━━━━━ Material shown ━━━━━

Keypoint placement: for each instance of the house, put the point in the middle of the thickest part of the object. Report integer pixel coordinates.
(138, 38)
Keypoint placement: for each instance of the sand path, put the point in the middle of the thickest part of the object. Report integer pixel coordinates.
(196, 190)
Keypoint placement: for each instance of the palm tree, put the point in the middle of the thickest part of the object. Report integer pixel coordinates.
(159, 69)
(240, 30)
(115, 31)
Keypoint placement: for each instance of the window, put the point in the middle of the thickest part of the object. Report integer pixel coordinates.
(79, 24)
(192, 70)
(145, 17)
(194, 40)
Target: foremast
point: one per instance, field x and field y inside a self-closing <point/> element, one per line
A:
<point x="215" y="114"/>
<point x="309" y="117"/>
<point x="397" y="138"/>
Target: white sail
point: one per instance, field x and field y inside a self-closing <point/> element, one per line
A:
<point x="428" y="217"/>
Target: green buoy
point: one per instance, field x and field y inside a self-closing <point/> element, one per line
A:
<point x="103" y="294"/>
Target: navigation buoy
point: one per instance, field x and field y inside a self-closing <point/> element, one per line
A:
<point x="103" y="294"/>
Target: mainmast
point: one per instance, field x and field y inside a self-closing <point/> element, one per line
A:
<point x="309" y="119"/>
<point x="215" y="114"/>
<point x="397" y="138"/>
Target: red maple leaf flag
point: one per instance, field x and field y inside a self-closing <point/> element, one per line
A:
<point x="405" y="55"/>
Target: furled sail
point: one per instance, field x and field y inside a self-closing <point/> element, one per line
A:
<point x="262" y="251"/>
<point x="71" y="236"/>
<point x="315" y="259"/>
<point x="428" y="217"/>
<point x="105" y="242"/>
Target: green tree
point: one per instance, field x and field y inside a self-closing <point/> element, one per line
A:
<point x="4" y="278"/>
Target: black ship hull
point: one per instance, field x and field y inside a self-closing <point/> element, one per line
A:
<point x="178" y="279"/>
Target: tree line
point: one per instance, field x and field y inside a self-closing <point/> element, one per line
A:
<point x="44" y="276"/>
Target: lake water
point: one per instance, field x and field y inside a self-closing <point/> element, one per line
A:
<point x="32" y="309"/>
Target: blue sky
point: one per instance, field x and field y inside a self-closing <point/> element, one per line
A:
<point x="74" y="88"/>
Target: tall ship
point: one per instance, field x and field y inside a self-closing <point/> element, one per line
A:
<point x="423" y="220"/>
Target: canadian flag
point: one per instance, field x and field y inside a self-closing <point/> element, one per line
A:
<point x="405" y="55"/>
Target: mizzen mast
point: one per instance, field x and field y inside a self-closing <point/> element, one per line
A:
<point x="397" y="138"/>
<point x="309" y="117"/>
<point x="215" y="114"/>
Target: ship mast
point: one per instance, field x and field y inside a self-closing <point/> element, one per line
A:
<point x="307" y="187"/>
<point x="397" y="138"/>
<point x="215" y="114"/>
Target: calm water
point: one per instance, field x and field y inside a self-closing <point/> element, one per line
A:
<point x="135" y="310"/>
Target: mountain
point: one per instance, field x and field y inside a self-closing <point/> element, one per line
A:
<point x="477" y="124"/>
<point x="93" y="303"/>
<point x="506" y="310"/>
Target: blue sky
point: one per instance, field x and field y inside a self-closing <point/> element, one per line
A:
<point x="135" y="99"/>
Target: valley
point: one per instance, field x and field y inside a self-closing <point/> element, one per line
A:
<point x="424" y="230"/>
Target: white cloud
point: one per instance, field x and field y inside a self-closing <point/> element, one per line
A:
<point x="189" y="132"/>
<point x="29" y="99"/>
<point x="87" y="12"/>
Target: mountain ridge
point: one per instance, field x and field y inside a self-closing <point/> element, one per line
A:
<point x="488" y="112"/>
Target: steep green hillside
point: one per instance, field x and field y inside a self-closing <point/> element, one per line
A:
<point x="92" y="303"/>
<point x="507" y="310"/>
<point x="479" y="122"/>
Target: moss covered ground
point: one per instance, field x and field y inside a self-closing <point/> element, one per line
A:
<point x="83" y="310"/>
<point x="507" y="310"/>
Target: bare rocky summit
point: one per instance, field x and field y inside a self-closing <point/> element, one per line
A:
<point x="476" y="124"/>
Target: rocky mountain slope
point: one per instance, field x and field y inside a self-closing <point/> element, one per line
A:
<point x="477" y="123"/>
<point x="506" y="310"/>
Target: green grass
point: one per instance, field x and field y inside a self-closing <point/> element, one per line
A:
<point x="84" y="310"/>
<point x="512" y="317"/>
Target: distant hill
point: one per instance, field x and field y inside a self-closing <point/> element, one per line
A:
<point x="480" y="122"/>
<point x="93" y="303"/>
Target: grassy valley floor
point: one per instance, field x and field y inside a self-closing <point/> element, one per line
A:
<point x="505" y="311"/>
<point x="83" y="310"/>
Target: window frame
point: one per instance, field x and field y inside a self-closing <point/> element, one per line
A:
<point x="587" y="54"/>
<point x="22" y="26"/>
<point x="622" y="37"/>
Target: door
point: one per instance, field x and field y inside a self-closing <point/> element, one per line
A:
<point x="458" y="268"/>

━━━━━

● **What needs to be done**:
Your reply must be the entries above, returned word for word.

● **Output for this exercise**:
Keypoint placement: for each instance of the house, put the point in the middle of the thickest part of the object. Report integer pixel coordinates.
(138, 38)
Keypoint placement: for each instance of the sand path, put the point in the middle of the thickest part of the object. Report integer pixel coordinates.
(196, 190)
Keypoint placement: for each instance of the palm tree, put the point in the middle of the thickest part of the object. Report integer pixel coordinates.
(159, 69)
(240, 30)
(115, 31)
Keypoint placement: for each instance of the window, put the point in the middle of the thickest part of the object. Report integer pixel coordinates.
(79, 24)
(192, 70)
(145, 17)
(194, 40)
Target: foremast
point: one per instance, field x and field y inside a self-closing <point/> element, one per line
A:
<point x="215" y="114"/>
<point x="309" y="117"/>
<point x="397" y="138"/>
Target: white sail
point: one per instance, field x and field y inside a self-closing <point/> element, one per line
A:
<point x="428" y="217"/>
Target: green buoy
point: one per instance, field x and field y inside a self-closing <point/> element, one per line
A:
<point x="103" y="294"/>
Target: navigation buoy
point: one per instance, field x and field y inside a self-closing <point/> element, one per line
A:
<point x="103" y="294"/>
Target: mainmast
point: one per instance, field x and field y inside a self-closing <point/> element, one per line
A:
<point x="309" y="119"/>
<point x="215" y="114"/>
<point x="397" y="138"/>
Target: red maple leaf flag
point: one per instance, field x and field y inside a self-closing <point/> element, one per line
A:
<point x="405" y="55"/>
Target: furled sail
point: one per instance, field x and field y inside a self-closing <point/> element, one per line
A:
<point x="262" y="251"/>
<point x="71" y="236"/>
<point x="315" y="259"/>
<point x="428" y="217"/>
<point x="105" y="242"/>
Target: green tree
point: one per instance, field x and field y inside a self-closing <point/> element, one per line
A:
<point x="4" y="278"/>
Target: black ship hull
point: one per instance, field x and field y inside a self-closing <point/> element, one per line
A:
<point x="178" y="279"/>
Target: tree line
point: one per instance, field x and field y inside a self-closing <point/> element, one per line
A:
<point x="44" y="276"/>
Target: lake water
point: one per instance, field x and field y inside a self-closing <point/> element, one per line
A:
<point x="32" y="309"/>
Target: blue sky
point: one per instance, field x and field y inside a self-closing <point/> element, one per line
A:
<point x="74" y="88"/>
Target: tall ship
point: one per instance, field x and field y inside a self-closing <point/> element, one per line
A:
<point x="423" y="220"/>
Target: canadian flag
point: one per instance, field x and field y inside a self-closing <point/> element, one per line
A:
<point x="405" y="55"/>
Target: mizzen mast
point: one per instance, field x and field y inside a self-closing <point/> element, one per line
A:
<point x="397" y="138"/>
<point x="309" y="117"/>
<point x="215" y="114"/>
Target: ship mast
point: one per instance, field x and field y inside a self-closing <point/> element, one per line
A:
<point x="307" y="187"/>
<point x="397" y="138"/>
<point x="215" y="114"/>
Target: calm water
point: one per instance, field x and field y inside a self-closing <point/> element, one per line
A:
<point x="135" y="310"/>
Target: mountain
point: one per instance, field x and field y inside a self-closing <point/> element, one per line
A:
<point x="477" y="124"/>
<point x="93" y="303"/>
<point x="506" y="310"/>
Target: blue sky
point: one per instance, field x and field y inside a self-closing <point/> element, one per line
A:
<point x="135" y="99"/>
Target: valley
point: one per instance, field x and field y inside a self-closing <point/> element, one per line
A:
<point x="424" y="230"/>
Target: white cloud
point: one per instance, field x and field y inside a self-closing <point/> element, one per line
A:
<point x="189" y="132"/>
<point x="29" y="99"/>
<point x="87" y="12"/>
Target: mountain ridge
point: one per instance, field x and field y inside a self-closing <point/> element, one per line
A:
<point x="488" y="112"/>
Target: steep green hillside
point: one per instance, field x and field y inside a self-closing <point/> element, one per line
A:
<point x="92" y="303"/>
<point x="507" y="310"/>
<point x="479" y="122"/>
Target: moss covered ground
point: one per instance, field x and field y inside a self-closing <point/> element, one per line
A:
<point x="83" y="310"/>
<point x="507" y="310"/>
Target: bare rocky summit
point: one per instance, field x and field y inside a self-closing <point/> element, one per line
A:
<point x="476" y="124"/>
Target: rocky mountain slope
point: one per instance, field x and field y inside a self-closing <point/> element, one per line
A:
<point x="477" y="123"/>
<point x="506" y="310"/>
Target: green grass
point: one per instance, field x and field y inside a self-closing <point/> element, one per line
A:
<point x="84" y="310"/>
<point x="512" y="317"/>
Target: distant hill
point: one per instance, field x and field y inside a self-closing <point/> element, one per line
A:
<point x="480" y="122"/>
<point x="93" y="303"/>
Target: grassy valley floor
point: one per instance, field x and field y inside a self-closing <point/> element, one per line
A:
<point x="505" y="311"/>
<point x="83" y="310"/>
Target: window frame
point: one per instance, field x and field y inside a self-closing <point/> element, one per line
A:
<point x="587" y="54"/>
<point x="22" y="26"/>
<point x="622" y="37"/>
Target: door
point: one per instance, field x and field y inside a self-closing <point/> element, one per line
A:
<point x="458" y="268"/>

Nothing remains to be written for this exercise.